**TEXTE PRÉSENTÉ**

..........

Le chef des Forces libanaises, Samir Geagea, recevant l'ambassadeur d'Arabie saoudite à Beyrouth, Walid Boukhari, à Meerab, le 3 mai 2023. Photo tirée du compte Twitter de M. Geagea
« C’est le flou total. » C’est en ces termes qu’un cadre Kataëb résume la position de son parti à l’égard des communiqués-surprises émis durant le week-end par plusieurs pays du Golfe incitant leurs ressortissants à quitter le Liban. L’étonnement des Kataëb semble être partagé par Meerab et Moukhtara. Les partis relevant du camp de l’opposition, pourtant rangés parmi les alliés des pétromonarchies du Golfe, n’arrivent toujours pas à comprendre les véritables motifs de cette toute dernière escalade à l’encontre du Liban.
Car s’il est vrai que la démarche est intervenue dans la foulée des affrontements qui se sont produits la semaine dernière dans le camp de réfugiés palestiniens de Aïn el-Heloué, un calme précaire y prévaut depuis plusieurs jours, font remarquer les membres de l'opposition. Ils se font ainsi l’écho du président de la Chambre, Nabih Berry, qui a tenu des propos allant dans ce sens dimanche, même si les motivations ne sont pas les mêmes. La thèse sécuritaire étant presque exclue, c’est sous un angle politique que les anti-Hezbollah expliquent les décisions arabes : les Iraniens et les Saoudiens usent de la boîte postale libanaise pour s’échanger des messages politiques à résonance régionale.
Tout le monde en convient : personne ne s’attendait à ce que les monarchies du Golfe passent à l’acte aussi rapidement, soit moins de trois semaines après la réunion, tenue le 7 juillet à Doha, de représentants du groupe des cinq pays impliqués dans le dossier libanais, à savoir la France, les États-Unis, l’Arabie saoudite, l’Égypte et le Qatar. Lors de cette réunion, Nizar Alaoula, délégué par Riyad, a agité le spectre d’une éventuelle interdiction de voyage des Arabes au Liban. « Mais rien ne justifie une telle décision. Surtout que le calme – quoique précaire – est observé à Aïn el-Heloué depuis plusieurs jours », souligne Pierre Bou Assi, député Forces libanaises contacté par L’Orient-Le Jour. « Je ne vois aucun risque de détérioration de la situation sécuritaire. Car, même au niveau de la zone frontalière, le Hezbollah n’a aucun intérêt à se lancer dans une escalade militaire face à Israël », dit-il.
Comment le parti de Samir Geagea – grand allié local de Riyad – interprète-t-il donc les décisions arabes ? « L’Arabie saoudite veut faire comprendre à l’Iran que celui-ci ne peut pas continuer à pousser pour que son agenda soit exécuté au Liban, en dépit de l’accord conclu en mars dernier entre les deux puissances régionales », répond le porte-parole des FL, Charles Jabbour, estimant que dans la pratique, cela va se faire sentir notamment au niveau de la présidentielle. Car il est évident qu’après cette démarche, le Hezbollah, satellite local de Téhéran, va s’attacher davantage à la candidature du leader des Marada, Sleiman Frangié, rejetée par l’ensemble des partis chrétiens majoritaires et plusieurs protagonistes anti-Hezbollah. « Tout cela renforcera sans doute notre positionnement face au parti chiite et son candidat », affirme M. Jabbour.

..........

**DONNÉES FOURNIES**
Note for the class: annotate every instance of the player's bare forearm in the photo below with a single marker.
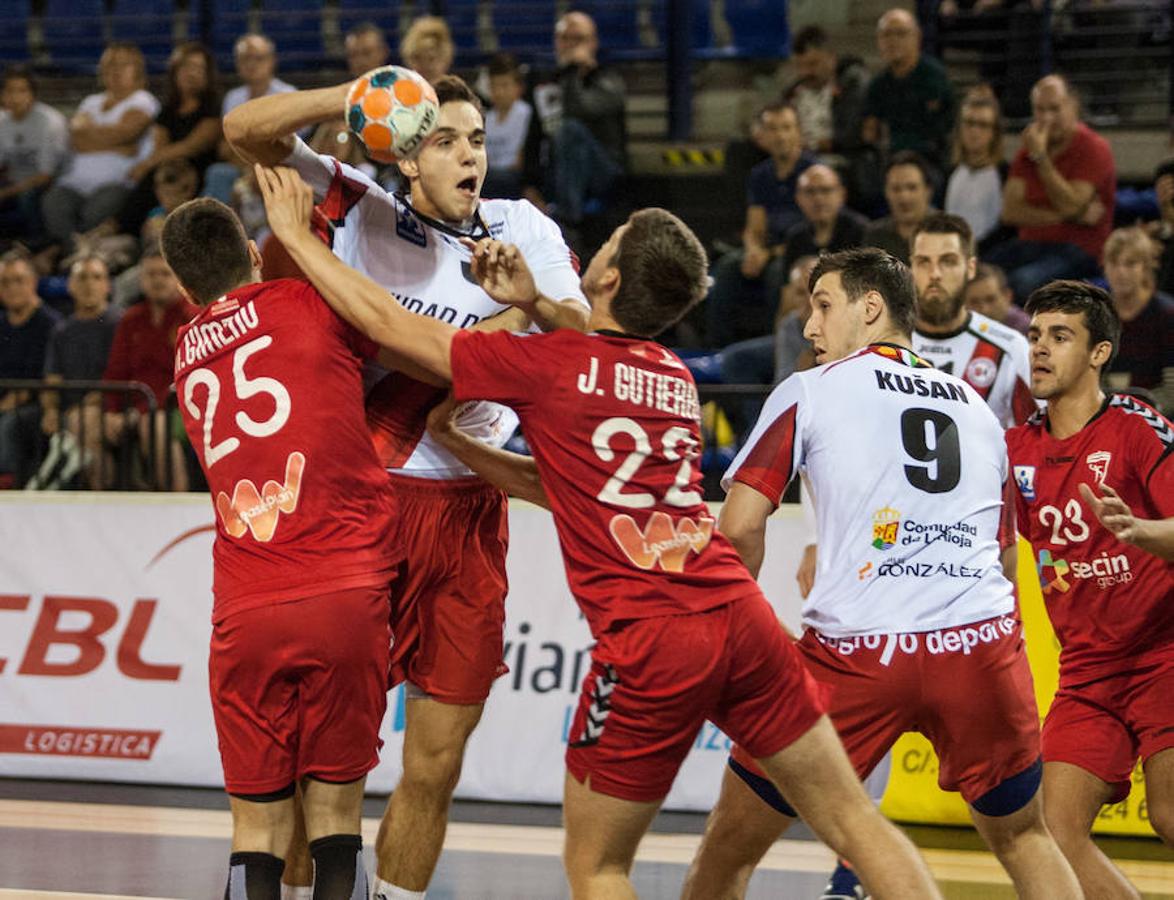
(262, 129)
(364, 304)
(510, 472)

..........

**ÉNONCÉ DU PROBLÈME**
Pouvez-vous recopier fidèlement le passage de l'article sur les appels des pays du Golfe à quitter le Liban, depuis « Le chef des » jusqu'à « l’encontre du Liban. » inclus ? Le matériel ci-dessus est indépendant de l'article.

**RÉSULTAT DE L'EXERCICE**
Le chef des Forces libanaises, Samir Geagea, recevant l'ambassadeur d'Arabie saoudite à Beyrouth, Walid Boukhari, à Meerab, le 3 mai 2023. Photo tirée du compte Twitter de M. Geagea
« C’est le flou total. » C’est en ces termes qu’un cadre Kataëb résume la position de son parti à l’égard des communiqués-surprises émis durant le week-end par plusieurs pays du Golfe incitant leurs ressortissants à quitter le Liban. L’étonnement des Kataëb semble être partagé par Meerab et Moukhtara. Les partis relevant du camp de l’opposition, pourtant rangés parmi les alliés des pétromonarchies du Golfe, n’arrivent toujours pas à comprendre les véritables motifs de cette toute dernière escalade à l’encontre du Liban.